## Vorliegender Text
Olaf Breuning im migros museum

Olaf Breuning · Can Someone Tell Us Why We Are Here?, 2007, C-Print auf Aluminium, laminiert, 122 x 155 cm

Olaf Breuning · Can Someone Tell Us Why We Are Here?, 2007, C-Print auf Aluminium, laminiert, 122 x 155 cm

Besprechung

In der grosszügig angelegten Installation im migros museum hat Olaf Breuning punktuell Abstand von der lange bewährten, überaus erfolgreichen Mixtur aus Kettensägen, Vampirismus und Skeletten genommen. Dafür öffnen sich alle Arten von Spielplätzen.

## Eingabedaten
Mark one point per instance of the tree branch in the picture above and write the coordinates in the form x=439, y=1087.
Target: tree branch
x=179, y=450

## Aufgaben
1 - Kopieren Sie aus der Besprechung wörtlich den Abschnitt von „Besprechung“ bis einschließlich „Arten von Spielplätzen.“.
2 - Erläutern Sie anhand der Besprechung, wovon Olaf Breuning in seiner Installation im migros museum Abstand genommen hat und was sich stattdessen öffnet.
3 - Setzen Sie die Besprechung von Olaf Breunings Installation im migros museum im Anschluss an ihren letzten Satz fort.

## Lösungen
1 -
Besprechung

In der grosszügig angelegten Installation im migros museum hat Olaf Breuning punktuell Abstand von der lange bewährten, überaus erfolgreichen Mixtur aus Kettensägen, Vampirismus und Skeletten genommen. Dafür öffnen sich alle Arten von Spielplätzen.

2 - In der Installation hat Breuning punktuell Abstand von seiner lange bewährten, überaus erfolgreichen Mixtur aus Kettensägen, Vampirismus und Skeletten genommen. Dafür öffnen sich dort alle Arten von Spielplätzen.

3 -
Olaf Breuning im migros museum

Im Foyer des migros museums ist ein Garten aus Baumstämmen imaginiert, die zu Totempfählen und Kinderbuch-Gestalten behauen sind. Stachelartig ragen aus den Holzfiguren Hunderte von farbigen, selbst gezogenen Kerzen. Dahinter versperren Dutzende von Kunsttransportkisten die Räume. In den kleinen ausgesparten Nischen sind Objekte und Fotografien platziert. An den Kistenwänden hängen gerahmte Comicszeichnungen, die mit wenigen Strichen neben Tieren, Skeletten und Bäumen mit Gesichtern erotische Szenen wiedergeben. Die Kisten sind so angeordnet, dass Nischen ausgespart sind, in denen die Betrachter auf die Werke des ewigen Kindes im Manne, Olaf Breuning, stossen: so auf einen liegenden Mann aus M-Budget-Artikeln, mit Igelhaaren aus Bleistiften und einem Schnauz aus Zahnbürsten, auf Fantasiegestalten, die aus Kunststoff-Lebensmitteln zusammengebastelt sind, und dann auf einen Teich mit Fröschen aus Keramikgeschirr oder ein Skelett, das mit einem Mädchen wippt.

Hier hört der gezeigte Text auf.